[Start of section]

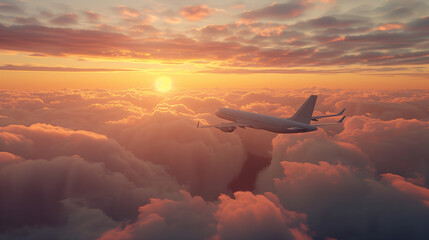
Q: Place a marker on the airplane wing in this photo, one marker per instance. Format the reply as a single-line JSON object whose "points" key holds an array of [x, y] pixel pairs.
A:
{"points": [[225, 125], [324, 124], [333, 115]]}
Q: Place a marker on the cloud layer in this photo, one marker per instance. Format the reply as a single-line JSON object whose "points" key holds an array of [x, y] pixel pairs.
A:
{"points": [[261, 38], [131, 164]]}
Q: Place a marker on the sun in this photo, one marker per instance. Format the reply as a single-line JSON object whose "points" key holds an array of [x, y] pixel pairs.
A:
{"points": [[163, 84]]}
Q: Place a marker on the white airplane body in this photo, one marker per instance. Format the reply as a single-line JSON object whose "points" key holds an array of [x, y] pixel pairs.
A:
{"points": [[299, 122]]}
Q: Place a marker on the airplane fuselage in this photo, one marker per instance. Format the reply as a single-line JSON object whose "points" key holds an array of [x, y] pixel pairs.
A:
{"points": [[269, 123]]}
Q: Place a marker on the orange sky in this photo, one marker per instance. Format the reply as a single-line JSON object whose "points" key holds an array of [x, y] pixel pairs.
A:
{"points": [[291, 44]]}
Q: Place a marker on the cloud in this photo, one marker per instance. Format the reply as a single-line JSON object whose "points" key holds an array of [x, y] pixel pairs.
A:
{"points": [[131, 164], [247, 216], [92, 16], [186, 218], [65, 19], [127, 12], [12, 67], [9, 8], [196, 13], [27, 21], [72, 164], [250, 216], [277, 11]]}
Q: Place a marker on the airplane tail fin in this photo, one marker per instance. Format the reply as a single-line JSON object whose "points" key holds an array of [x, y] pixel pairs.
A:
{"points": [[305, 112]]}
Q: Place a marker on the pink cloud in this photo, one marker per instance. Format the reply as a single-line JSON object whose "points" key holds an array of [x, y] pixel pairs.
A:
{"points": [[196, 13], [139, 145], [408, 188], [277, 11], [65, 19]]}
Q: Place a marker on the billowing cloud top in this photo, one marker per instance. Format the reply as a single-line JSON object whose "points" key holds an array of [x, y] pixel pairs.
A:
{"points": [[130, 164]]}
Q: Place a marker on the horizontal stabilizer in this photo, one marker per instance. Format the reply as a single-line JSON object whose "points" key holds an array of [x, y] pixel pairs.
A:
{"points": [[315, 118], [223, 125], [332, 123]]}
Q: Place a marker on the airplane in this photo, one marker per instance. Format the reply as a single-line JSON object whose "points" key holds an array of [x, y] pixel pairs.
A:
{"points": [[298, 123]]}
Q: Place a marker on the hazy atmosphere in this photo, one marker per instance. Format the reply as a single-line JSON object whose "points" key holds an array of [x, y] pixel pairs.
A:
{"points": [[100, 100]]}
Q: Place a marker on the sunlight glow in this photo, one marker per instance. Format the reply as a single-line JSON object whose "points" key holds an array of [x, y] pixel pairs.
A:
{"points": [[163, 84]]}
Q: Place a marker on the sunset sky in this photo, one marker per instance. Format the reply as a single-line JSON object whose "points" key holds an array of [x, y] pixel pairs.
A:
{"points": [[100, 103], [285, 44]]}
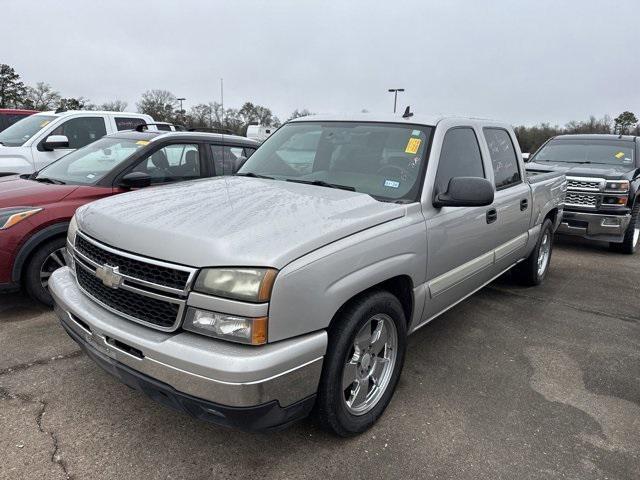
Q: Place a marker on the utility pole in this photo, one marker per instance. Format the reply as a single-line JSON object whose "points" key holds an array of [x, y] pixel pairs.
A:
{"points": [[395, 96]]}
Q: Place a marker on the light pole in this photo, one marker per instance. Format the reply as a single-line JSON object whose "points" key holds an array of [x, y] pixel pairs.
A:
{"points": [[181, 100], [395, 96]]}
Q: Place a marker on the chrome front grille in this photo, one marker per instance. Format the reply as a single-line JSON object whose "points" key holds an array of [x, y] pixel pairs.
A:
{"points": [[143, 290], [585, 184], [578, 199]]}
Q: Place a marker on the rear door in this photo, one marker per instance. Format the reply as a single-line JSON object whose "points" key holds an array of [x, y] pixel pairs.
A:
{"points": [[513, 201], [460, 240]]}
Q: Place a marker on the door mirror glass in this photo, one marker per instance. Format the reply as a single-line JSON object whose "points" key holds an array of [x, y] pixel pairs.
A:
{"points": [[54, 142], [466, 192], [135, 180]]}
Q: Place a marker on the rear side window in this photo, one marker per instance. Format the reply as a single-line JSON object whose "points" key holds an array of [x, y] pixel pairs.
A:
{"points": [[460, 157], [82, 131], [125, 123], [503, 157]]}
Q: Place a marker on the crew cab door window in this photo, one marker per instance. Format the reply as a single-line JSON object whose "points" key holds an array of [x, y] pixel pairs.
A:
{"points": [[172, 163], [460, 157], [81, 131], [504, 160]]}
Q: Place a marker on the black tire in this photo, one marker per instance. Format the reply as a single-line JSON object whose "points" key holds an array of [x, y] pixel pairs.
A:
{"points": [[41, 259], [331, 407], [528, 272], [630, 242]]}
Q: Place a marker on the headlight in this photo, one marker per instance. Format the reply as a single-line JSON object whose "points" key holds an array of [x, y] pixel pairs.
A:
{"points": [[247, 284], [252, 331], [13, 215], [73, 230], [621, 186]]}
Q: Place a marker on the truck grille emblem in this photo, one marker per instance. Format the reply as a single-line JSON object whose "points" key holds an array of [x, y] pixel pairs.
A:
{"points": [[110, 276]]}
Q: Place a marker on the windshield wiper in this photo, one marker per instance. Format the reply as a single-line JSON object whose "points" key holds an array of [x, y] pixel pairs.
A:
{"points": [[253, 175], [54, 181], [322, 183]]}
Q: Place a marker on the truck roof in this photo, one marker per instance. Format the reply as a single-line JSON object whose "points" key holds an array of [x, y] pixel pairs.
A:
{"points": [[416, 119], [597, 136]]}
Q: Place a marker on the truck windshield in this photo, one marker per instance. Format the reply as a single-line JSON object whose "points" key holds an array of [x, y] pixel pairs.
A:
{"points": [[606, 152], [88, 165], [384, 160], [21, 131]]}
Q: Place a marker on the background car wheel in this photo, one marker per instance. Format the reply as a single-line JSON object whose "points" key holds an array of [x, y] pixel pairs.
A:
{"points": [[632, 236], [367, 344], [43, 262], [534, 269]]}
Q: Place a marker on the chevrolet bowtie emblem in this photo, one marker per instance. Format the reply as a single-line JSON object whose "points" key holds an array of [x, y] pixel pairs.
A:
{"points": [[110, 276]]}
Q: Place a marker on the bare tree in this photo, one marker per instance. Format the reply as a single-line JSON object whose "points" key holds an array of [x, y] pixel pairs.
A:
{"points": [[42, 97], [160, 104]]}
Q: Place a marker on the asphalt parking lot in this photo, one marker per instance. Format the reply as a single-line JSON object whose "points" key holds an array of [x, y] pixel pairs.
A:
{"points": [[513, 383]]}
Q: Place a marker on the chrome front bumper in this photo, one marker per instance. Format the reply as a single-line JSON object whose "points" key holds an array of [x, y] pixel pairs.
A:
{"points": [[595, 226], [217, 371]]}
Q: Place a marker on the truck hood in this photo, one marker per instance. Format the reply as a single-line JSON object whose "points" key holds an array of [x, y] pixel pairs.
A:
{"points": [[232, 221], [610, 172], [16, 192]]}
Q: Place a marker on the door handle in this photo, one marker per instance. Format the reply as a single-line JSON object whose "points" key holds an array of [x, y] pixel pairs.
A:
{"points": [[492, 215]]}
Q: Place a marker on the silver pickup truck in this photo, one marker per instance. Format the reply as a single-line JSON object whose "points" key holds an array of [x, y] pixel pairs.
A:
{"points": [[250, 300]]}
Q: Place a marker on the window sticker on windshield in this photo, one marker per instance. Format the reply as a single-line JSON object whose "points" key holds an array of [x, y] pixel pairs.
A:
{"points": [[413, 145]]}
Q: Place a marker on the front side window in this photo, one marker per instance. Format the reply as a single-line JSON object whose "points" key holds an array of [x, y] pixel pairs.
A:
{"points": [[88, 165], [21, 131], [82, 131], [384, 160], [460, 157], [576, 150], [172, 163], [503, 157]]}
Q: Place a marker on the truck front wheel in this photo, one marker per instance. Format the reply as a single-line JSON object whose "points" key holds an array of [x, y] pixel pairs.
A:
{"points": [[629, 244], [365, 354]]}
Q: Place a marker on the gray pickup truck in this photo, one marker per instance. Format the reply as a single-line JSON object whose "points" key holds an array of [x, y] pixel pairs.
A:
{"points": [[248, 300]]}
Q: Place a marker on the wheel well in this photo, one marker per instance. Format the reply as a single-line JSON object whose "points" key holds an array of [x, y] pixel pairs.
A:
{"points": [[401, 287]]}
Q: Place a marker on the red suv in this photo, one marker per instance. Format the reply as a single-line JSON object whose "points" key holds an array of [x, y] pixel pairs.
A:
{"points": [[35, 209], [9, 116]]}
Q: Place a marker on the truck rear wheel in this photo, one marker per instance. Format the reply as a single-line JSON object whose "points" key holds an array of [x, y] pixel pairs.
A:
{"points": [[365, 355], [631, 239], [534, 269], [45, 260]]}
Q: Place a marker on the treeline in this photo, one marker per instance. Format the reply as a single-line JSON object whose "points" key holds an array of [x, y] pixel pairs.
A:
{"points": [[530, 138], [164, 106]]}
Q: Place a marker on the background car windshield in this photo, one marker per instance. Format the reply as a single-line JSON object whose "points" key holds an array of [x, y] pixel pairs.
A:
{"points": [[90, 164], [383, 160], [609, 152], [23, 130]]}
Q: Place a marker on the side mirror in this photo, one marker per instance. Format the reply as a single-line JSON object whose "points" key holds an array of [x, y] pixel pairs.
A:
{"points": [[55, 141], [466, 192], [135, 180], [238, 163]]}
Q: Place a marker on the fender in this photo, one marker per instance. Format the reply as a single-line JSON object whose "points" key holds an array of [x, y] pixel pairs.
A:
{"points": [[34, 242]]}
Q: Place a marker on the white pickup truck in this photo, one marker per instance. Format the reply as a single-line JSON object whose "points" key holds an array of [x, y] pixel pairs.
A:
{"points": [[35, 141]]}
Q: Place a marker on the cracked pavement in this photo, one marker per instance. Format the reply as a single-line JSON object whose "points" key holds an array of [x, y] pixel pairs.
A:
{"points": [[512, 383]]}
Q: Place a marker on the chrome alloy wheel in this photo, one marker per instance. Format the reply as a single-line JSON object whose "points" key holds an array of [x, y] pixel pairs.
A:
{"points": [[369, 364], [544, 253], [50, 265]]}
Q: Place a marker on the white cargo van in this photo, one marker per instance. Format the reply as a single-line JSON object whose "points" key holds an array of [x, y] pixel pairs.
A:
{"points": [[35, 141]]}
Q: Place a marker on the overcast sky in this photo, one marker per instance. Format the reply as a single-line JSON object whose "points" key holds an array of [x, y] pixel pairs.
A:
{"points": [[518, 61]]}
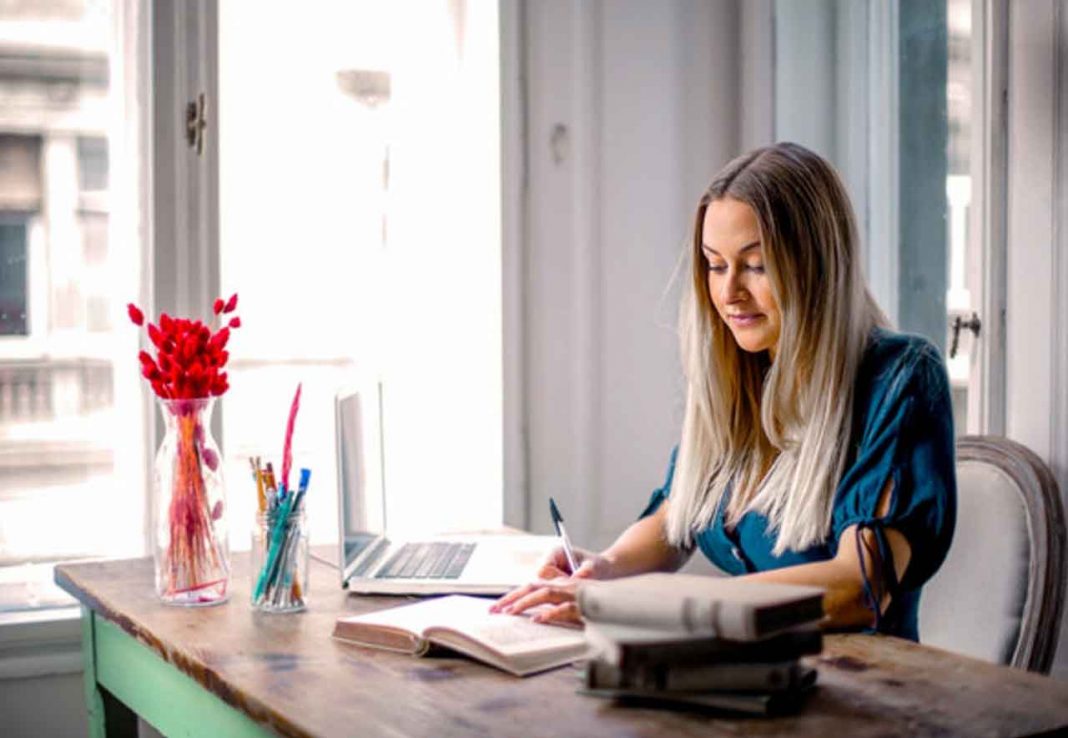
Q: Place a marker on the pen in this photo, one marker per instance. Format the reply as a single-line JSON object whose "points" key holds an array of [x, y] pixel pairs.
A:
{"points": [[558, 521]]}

[End of section]

▶ [ASSIGNMENT]: Each line from the material above that mentions the word "wheel" needs to be copied.

▶ [PROBLEM SOLUTION]:
Q: Place a marker on the background car wheel in this photo, one marker per instance. Format the reply as a single-line JSON object whose "points" key holds an array of [x, y] pixel pairs.
Q: Place a marker on the truck front wheel in this photo, one marker per instance. Format the reply as a single-line JSON object whose "points" key holds an array of [x, y] pixel pairs.
Q: Place a marker on the wheel well in this photo, one marker per instance. Format the reply as a single-line JSON object whose "points" key holds an array of [x, y] pixel pairs.
Q: Place a marker on the truck rear wheel in this photo, one marker per instance. Format the reply as a single-line JSON object whose "points" key holds an array of [x, y] pixel pairs.
Q: Place a marker on the chrome alloy wheel in this photo, one marker per instance. Format the reply as a single-line JSON object whose "points" key holds an array of [x, y] pixel pairs.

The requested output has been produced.